-- EXERCISE --
Reproduce the records below exactly as they appear.

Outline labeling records
— Begin —

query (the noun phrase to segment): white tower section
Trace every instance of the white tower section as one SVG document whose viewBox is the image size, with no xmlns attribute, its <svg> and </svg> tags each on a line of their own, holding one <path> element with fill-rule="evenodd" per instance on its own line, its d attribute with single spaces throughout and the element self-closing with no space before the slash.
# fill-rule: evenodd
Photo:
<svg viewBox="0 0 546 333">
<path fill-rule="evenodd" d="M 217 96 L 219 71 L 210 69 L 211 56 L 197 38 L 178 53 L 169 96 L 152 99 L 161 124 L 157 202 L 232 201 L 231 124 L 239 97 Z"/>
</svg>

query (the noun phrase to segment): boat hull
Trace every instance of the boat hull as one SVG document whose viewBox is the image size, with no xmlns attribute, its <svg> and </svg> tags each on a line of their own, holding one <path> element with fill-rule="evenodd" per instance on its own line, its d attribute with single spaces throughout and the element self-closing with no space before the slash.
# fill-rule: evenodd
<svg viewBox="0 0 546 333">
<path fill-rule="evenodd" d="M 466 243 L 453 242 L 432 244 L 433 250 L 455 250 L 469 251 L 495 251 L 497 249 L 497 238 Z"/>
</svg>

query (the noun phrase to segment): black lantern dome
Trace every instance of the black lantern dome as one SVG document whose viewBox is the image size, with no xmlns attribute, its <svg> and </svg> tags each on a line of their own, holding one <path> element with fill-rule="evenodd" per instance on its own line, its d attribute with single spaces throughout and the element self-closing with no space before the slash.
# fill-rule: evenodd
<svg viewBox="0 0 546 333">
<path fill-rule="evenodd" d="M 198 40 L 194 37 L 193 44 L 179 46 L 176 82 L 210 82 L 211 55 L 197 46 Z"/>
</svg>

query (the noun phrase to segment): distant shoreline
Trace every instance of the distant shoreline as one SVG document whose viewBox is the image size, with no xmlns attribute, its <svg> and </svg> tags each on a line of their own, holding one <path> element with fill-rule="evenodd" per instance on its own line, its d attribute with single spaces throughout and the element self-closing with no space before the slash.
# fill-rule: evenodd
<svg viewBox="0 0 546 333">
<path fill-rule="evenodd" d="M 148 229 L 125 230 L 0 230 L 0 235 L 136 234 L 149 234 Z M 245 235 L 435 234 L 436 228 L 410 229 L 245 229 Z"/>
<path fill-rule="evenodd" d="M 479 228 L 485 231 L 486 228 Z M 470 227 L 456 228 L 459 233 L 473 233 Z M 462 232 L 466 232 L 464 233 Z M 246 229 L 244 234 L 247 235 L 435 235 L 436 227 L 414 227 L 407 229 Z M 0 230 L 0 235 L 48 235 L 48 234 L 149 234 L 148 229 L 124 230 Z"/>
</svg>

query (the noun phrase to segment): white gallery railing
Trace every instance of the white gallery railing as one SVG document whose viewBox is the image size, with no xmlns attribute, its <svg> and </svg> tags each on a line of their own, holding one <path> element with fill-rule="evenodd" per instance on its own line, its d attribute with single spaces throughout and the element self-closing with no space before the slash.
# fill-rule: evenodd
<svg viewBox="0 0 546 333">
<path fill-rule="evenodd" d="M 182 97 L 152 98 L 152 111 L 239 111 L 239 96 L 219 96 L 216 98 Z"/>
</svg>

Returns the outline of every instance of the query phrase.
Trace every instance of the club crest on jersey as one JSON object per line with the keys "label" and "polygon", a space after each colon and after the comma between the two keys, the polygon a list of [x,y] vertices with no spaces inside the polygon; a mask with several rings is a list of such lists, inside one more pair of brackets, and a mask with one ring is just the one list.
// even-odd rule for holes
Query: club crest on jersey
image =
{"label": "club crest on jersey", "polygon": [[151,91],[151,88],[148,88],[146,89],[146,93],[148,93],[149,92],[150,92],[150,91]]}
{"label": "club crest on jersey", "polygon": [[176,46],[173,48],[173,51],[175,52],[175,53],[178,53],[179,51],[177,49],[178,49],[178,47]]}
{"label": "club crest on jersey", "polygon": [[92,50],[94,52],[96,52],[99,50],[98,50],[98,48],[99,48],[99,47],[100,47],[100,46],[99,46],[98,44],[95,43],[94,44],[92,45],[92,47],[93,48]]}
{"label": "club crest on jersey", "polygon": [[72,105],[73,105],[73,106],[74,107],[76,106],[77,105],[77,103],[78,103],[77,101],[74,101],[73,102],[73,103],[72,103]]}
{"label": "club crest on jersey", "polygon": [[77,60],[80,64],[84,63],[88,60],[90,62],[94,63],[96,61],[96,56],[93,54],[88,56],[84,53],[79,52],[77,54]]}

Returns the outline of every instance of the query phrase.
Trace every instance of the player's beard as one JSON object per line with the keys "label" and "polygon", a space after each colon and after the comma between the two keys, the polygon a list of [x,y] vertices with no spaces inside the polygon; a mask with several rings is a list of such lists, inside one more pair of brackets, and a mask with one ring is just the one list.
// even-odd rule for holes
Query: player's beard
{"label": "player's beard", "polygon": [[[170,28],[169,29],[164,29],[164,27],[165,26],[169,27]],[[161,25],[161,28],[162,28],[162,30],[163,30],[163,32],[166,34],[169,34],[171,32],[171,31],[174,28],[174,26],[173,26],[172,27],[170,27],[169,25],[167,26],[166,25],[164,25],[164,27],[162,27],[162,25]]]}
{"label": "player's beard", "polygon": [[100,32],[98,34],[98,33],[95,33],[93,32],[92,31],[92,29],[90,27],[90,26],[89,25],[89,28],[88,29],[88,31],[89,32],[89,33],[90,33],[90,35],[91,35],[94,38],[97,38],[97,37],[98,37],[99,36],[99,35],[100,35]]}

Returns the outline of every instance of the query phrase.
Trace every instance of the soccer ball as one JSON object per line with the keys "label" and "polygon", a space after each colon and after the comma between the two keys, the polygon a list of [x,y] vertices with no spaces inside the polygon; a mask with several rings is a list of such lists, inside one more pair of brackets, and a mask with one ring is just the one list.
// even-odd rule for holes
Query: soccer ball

— End —

-- TASK SOLUTION --
query (the noun phrase to segment): white tower section
Trace every instance of the white tower section as one SVG document whose viewBox is the image size, with no xmlns attribute, its <svg> and </svg> tags each on a line of their own, holding one <path> element with fill-rule="evenodd" per instance on its own line, its d attribute with single spaces throughout and the element self-closing with no space before the slash.
# fill-rule: evenodd
Photo:
<svg viewBox="0 0 546 333">
<path fill-rule="evenodd" d="M 217 96 L 219 71 L 210 69 L 211 56 L 197 38 L 178 53 L 169 96 L 152 99 L 161 124 L 157 202 L 232 201 L 231 124 L 239 97 Z"/>
</svg>

query (the noun phrase to segment): boat hull
Trace every instance of the boat hull as one SVG document whose viewBox is the image size, with no xmlns attribute, its <svg> and </svg> tags each on a line of their own, holding one <path> element with fill-rule="evenodd" per instance on its own line, its d attribute with single spaces throughout and the element self-closing with no space before the slash.
# fill-rule: evenodd
<svg viewBox="0 0 546 333">
<path fill-rule="evenodd" d="M 466 243 L 453 242 L 432 244 L 433 250 L 455 250 L 469 251 L 495 251 L 497 249 L 497 238 Z"/>
</svg>

query (the noun phrase to segment): black lantern dome
Trace every instance of the black lantern dome as one SVG document whose viewBox is the image size, with no xmlns attribute, its <svg> and </svg> tags each on a line of their own, holding one <path> element with fill-rule="evenodd" per instance on its own line, its d attribute with single spaces throughout and the element self-closing with no space before the slash.
# fill-rule: evenodd
<svg viewBox="0 0 546 333">
<path fill-rule="evenodd" d="M 198 40 L 194 37 L 193 44 L 179 46 L 176 82 L 210 82 L 211 55 L 197 46 Z"/>
</svg>

query (the noun phrase to segment): distant shoreline
Trace every instance of the distant shoreline as one SVG document whose viewBox is the image size, with no xmlns attribute, its <svg> and </svg> tags each on a line of their own, holding one <path> element with fill-rule="evenodd" per instance on its own line, its d attribute with single spaces throughout and the element self-closing with no space before the slash.
# fill-rule: evenodd
<svg viewBox="0 0 546 333">
<path fill-rule="evenodd" d="M 148 229 L 125 230 L 0 230 L 0 235 L 136 234 L 149 234 Z M 245 235 L 435 234 L 436 228 L 410 229 L 245 229 Z"/>
<path fill-rule="evenodd" d="M 479 228 L 485 231 L 486 228 Z M 470 227 L 456 228 L 459 233 L 473 233 Z M 462 232 L 466 232 L 464 233 Z M 246 229 L 244 234 L 247 235 L 435 235 L 436 227 L 414 227 L 407 229 Z M 0 230 L 0 235 L 48 235 L 48 234 L 149 234 L 148 229 L 124 230 Z"/>
</svg>

query (the noun phrase to segment): white gallery railing
Trace every instance of the white gallery railing as one SVG document whose viewBox is the image size, with no xmlns attribute, its <svg> and </svg> tags each on a line of their own, holding one <path> element with fill-rule="evenodd" per instance on its own line, its d attribute with single spaces throughout and the element self-closing with no space before the slash.
# fill-rule: evenodd
<svg viewBox="0 0 546 333">
<path fill-rule="evenodd" d="M 182 97 L 152 98 L 152 111 L 239 111 L 239 96 L 219 96 L 216 98 Z"/>
</svg>

Returns the outline of every instance of the query phrase.
Trace every instance of the club crest on jersey as one JSON object per line with the keys "label" and "polygon", a space after each colon and after the comma between the two keys, the polygon a list of [x,y] vertices with no spaces inside the polygon; a mask with several rings is a list of such lists, inside one more pair of brackets, and a mask with one ring is just the one list.
// even-odd rule for holes
Query: club crest on jersey
image =
{"label": "club crest on jersey", "polygon": [[151,91],[151,88],[148,88],[146,89],[146,93],[148,93],[149,92],[150,92],[150,91]]}
{"label": "club crest on jersey", "polygon": [[176,46],[173,48],[173,51],[175,52],[175,53],[178,53],[179,51],[177,49],[178,49],[178,47]]}
{"label": "club crest on jersey", "polygon": [[92,50],[94,52],[96,52],[99,50],[98,50],[98,48],[99,48],[99,47],[100,47],[100,46],[99,46],[98,44],[95,43],[94,44],[92,45],[92,47],[93,48]]}
{"label": "club crest on jersey", "polygon": [[72,105],[73,105],[73,106],[74,107],[76,106],[77,105],[77,103],[78,103],[77,101],[74,101],[73,102],[73,103],[72,103]]}
{"label": "club crest on jersey", "polygon": [[77,60],[80,64],[84,63],[88,60],[90,62],[94,63],[96,61],[96,56],[93,54],[88,56],[84,53],[79,52],[77,54]]}

Returns the outline of every instance of the query phrase.
Trace every instance of the player's beard as one JSON object per line with the keys "label" and "polygon", a space after each colon and after the comma between the two keys, the polygon a list of [x,y] vertices with no spaces inside the polygon; a mask with several rings is a list of such lists, inside one more pair of brackets, and a mask with one ring is just the one list.
// even-odd rule for holes
Query: player's beard
{"label": "player's beard", "polygon": [[[170,28],[169,29],[164,29],[164,27],[165,26],[169,27]],[[161,25],[161,28],[162,28],[162,30],[163,30],[163,32],[166,34],[169,34],[171,32],[171,31],[174,28],[174,26],[173,26],[172,27],[170,27],[169,25],[167,26],[166,25],[164,25],[164,27],[162,27],[162,25]]]}
{"label": "player's beard", "polygon": [[100,32],[98,34],[98,33],[95,33],[93,32],[92,31],[92,29],[90,27],[90,26],[89,25],[89,28],[88,29],[88,31],[89,32],[89,33],[90,33],[90,35],[91,35],[94,38],[97,38],[97,37],[98,37],[99,36],[99,35],[100,35]]}

Returns the outline of every instance of the query phrase.
Trace every instance of the soccer ball as one JSON object per line with the keys "label" and "polygon", a space after each colon and after the comma between the two keys, the polygon a list of [x,y] vertices with no spaces inside the polygon; a mask with several rings is a list of such lists, inside one more pair of brackets, and a mask with one ring is just the one list.
// even-odd rule for holes
Query: soccer ball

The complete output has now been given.